- [Aim]
Extract each line below that contains the string "every". Case counts.

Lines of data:
(begin)

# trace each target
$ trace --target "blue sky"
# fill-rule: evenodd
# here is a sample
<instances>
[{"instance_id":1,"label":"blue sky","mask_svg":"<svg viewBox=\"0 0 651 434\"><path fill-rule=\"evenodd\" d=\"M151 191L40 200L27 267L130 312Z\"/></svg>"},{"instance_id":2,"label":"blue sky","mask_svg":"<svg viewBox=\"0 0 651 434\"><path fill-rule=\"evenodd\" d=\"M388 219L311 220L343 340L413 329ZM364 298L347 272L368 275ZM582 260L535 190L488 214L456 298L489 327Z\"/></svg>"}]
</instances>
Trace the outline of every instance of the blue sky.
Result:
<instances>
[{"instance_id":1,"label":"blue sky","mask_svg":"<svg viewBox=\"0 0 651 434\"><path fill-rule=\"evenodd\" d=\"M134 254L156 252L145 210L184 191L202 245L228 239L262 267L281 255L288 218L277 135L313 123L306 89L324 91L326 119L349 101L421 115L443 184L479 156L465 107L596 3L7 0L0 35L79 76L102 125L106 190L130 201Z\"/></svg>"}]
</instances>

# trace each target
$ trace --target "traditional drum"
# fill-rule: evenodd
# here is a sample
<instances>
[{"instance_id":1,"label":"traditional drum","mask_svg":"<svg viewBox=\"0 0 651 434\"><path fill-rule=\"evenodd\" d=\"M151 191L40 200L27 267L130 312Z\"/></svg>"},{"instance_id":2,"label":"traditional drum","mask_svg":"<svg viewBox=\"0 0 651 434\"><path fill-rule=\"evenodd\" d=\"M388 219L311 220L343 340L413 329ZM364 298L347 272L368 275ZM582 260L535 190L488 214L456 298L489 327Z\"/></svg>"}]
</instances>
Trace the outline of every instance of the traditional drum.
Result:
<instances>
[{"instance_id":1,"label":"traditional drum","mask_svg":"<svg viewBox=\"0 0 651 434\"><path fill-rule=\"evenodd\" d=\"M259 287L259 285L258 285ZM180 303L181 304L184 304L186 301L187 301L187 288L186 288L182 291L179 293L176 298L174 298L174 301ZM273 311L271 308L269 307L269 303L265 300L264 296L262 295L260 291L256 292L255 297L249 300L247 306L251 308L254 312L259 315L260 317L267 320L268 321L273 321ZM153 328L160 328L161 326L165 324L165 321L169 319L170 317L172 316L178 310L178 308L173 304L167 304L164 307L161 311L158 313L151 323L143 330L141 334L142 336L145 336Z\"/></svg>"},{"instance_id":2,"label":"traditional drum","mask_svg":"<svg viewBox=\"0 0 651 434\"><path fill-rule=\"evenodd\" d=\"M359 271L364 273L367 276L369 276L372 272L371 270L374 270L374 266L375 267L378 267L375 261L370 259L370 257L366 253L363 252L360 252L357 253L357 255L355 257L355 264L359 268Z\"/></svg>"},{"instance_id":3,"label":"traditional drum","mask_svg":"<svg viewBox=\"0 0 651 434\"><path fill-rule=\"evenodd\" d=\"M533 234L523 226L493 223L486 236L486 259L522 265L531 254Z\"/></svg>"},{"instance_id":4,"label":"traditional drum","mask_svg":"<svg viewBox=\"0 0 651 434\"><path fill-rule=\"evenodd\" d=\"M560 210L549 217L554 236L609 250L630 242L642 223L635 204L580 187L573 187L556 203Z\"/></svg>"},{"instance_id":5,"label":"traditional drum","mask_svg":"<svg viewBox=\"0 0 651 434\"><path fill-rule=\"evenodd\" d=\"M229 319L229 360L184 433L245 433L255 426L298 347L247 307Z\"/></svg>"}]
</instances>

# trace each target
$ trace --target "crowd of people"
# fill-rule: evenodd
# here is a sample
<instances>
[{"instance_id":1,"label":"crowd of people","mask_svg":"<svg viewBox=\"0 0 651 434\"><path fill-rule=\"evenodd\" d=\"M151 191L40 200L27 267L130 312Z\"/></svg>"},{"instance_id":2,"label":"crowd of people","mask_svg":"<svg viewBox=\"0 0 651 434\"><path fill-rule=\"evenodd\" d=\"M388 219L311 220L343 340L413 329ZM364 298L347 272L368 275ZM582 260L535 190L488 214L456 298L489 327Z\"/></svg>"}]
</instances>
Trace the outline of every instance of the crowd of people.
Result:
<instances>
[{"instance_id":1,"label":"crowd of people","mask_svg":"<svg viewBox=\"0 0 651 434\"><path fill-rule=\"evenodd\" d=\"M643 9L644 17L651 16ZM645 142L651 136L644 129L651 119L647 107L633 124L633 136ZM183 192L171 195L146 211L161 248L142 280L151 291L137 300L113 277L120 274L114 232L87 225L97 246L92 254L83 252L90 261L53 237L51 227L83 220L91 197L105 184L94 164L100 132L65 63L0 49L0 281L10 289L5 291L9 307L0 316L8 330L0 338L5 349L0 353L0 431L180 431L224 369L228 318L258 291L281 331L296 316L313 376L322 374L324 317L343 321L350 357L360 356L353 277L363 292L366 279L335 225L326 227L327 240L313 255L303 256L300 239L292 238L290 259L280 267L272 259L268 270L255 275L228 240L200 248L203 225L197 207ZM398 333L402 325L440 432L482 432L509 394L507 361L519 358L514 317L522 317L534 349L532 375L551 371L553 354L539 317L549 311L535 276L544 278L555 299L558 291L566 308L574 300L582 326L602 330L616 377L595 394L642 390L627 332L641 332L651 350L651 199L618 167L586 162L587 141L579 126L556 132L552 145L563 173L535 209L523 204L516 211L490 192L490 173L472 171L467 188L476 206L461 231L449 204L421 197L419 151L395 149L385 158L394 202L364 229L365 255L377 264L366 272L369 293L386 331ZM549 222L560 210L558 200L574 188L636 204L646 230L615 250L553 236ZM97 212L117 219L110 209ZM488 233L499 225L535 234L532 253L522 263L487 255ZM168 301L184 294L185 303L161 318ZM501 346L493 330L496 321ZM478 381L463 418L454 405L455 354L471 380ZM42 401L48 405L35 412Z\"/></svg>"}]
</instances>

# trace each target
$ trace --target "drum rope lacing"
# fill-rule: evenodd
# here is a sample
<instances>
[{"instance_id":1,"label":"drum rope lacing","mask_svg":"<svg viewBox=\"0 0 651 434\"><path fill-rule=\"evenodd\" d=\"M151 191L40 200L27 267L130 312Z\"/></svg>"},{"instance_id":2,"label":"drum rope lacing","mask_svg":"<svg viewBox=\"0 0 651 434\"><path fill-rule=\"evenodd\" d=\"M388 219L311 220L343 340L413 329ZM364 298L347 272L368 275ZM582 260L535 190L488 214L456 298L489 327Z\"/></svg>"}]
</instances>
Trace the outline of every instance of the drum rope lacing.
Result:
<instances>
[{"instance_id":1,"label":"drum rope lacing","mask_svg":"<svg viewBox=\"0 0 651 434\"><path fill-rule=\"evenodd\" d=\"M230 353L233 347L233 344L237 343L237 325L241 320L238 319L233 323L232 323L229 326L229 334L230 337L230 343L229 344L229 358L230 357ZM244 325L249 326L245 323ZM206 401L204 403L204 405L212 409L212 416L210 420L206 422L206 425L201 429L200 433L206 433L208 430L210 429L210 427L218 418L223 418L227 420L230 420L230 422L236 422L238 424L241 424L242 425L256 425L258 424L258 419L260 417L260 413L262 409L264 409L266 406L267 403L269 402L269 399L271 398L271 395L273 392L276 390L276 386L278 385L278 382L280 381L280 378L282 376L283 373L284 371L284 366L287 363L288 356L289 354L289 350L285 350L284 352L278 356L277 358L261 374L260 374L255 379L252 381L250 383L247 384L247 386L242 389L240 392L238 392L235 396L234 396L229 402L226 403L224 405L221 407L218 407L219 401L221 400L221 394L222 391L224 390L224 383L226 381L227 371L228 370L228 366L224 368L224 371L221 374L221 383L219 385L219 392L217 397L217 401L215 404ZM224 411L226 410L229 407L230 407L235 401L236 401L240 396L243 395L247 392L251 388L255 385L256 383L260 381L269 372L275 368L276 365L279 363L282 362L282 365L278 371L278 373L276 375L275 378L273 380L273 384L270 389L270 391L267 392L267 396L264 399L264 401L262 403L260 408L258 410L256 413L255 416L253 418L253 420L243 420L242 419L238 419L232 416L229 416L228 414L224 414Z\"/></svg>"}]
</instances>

(end)

- [Solution below]
Trace the outline of every instance of the blue sky.
Trace the outline of every instance of the traditional drum.
Trace the outline of every instance of the crowd of people.
Trace the outline of every instance of the drum rope lacing.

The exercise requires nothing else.